* _Short task_
Set down, word for word, the stretch of lines from the one containing "Question. For every instance of the pole" to the end of the records below.

[Items from a data source]
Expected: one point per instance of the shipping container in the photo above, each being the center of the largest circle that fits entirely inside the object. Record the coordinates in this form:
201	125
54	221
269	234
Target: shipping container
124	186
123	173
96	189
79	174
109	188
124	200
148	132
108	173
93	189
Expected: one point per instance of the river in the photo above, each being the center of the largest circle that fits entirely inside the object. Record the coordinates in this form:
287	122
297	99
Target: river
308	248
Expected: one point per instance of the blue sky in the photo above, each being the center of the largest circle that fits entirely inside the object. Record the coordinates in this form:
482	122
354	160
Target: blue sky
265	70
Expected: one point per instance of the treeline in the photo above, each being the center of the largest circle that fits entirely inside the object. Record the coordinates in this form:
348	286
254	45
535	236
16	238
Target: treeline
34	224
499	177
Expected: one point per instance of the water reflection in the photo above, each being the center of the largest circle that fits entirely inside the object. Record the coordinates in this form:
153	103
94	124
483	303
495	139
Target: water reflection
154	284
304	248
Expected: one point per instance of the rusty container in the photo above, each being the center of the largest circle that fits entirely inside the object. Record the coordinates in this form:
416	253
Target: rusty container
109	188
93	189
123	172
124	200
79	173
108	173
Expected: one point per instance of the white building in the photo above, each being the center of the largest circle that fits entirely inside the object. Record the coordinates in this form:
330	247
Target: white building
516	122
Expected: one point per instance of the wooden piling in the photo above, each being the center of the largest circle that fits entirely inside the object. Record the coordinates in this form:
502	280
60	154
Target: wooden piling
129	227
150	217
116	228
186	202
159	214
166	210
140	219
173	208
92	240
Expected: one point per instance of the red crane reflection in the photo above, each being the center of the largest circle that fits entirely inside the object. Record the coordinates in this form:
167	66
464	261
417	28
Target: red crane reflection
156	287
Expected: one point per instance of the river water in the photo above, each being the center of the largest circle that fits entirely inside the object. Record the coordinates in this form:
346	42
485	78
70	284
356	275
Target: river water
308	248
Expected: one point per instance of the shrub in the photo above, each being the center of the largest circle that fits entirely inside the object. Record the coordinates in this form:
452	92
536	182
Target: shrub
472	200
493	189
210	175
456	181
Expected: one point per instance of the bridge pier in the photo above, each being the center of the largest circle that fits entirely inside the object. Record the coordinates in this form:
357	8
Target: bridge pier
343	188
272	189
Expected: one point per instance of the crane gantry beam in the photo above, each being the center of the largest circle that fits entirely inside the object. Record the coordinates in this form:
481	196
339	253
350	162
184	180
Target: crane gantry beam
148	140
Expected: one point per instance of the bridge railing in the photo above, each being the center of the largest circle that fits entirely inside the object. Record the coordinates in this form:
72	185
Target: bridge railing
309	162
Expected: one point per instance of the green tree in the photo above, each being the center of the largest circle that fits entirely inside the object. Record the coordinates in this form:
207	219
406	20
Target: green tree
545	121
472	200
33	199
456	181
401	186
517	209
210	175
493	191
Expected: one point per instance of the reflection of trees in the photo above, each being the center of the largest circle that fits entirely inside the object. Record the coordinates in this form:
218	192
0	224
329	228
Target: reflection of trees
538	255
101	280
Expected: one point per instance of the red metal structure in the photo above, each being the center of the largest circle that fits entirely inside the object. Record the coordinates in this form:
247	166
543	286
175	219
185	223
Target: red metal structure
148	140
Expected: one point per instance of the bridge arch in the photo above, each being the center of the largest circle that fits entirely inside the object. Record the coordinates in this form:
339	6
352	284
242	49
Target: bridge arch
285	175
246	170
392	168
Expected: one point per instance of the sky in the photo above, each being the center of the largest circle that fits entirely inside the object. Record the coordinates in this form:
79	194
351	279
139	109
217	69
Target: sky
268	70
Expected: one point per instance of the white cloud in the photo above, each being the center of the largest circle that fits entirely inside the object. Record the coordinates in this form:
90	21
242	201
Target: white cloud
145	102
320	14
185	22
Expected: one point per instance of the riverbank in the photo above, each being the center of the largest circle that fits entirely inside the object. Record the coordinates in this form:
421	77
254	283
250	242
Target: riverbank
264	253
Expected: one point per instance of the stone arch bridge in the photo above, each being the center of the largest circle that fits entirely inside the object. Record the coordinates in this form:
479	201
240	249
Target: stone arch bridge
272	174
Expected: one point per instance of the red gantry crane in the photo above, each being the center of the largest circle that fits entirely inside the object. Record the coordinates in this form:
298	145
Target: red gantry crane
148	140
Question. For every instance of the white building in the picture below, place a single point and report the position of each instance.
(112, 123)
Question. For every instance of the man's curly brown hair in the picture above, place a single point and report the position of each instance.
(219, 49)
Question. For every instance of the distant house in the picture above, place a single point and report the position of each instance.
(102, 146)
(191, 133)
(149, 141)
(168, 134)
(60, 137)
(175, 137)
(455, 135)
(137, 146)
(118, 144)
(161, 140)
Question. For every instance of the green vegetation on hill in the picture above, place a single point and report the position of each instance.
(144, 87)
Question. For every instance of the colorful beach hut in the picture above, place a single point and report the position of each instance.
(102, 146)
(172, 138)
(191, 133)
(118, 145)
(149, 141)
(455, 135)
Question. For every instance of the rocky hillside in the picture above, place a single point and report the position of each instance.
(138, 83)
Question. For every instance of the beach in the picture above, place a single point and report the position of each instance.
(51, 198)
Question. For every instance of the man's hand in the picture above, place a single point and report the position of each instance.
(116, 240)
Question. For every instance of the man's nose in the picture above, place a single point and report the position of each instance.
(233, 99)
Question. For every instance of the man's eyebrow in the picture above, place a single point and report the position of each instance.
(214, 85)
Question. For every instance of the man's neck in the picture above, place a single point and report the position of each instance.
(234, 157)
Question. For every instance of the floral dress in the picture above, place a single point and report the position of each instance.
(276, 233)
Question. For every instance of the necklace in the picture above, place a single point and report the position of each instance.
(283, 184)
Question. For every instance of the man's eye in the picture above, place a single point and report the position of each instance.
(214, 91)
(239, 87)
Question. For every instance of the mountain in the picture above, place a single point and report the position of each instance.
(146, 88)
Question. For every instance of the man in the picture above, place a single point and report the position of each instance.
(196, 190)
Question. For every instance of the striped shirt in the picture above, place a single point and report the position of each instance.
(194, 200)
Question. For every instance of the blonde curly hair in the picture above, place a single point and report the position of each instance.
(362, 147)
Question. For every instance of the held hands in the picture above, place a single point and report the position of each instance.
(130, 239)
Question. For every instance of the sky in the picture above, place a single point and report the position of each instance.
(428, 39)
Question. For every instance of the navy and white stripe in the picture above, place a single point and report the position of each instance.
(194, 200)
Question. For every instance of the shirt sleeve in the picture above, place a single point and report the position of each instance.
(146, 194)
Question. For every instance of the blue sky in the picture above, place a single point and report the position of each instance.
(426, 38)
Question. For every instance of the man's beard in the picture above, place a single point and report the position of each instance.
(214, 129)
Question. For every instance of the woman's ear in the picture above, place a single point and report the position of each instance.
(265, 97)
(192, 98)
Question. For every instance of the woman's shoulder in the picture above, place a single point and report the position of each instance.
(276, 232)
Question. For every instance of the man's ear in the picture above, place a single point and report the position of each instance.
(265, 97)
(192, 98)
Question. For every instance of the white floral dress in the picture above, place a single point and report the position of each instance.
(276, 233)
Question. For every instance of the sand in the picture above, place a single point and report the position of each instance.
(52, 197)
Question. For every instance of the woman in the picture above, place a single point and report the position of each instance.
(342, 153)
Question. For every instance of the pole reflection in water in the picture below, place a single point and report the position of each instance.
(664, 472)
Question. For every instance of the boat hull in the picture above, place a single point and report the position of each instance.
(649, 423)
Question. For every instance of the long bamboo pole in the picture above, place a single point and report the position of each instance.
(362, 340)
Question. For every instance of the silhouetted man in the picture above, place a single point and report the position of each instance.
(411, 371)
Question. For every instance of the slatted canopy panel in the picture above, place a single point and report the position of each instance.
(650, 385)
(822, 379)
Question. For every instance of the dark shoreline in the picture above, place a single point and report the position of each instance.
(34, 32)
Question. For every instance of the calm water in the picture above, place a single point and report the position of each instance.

* _Full answer_
Question. For every instance of the pole reflection in water in the picture below, place a single point and report the position of each instance.
(664, 472)
Question. For every instance of the boat hull in the picture above, place a single point and report the position of each instance.
(649, 423)
Question. For every instance of the long bamboo pole in the picture above, place a single point and report the position of each instance.
(362, 340)
Question. For every instance of the silhouetted man in the picture above, place a single point and report the position of each instance.
(411, 371)
Question. For every instance of the slatted canopy panel in the picture above, place a single point and report the position of each instance.
(650, 385)
(822, 379)
Question. For every instance of the dark shoreline in the picture above, place a single point and report the position of each instance.
(34, 32)
Question. For every instance of the calm water in the picture above, place a single point and report the position of each instance.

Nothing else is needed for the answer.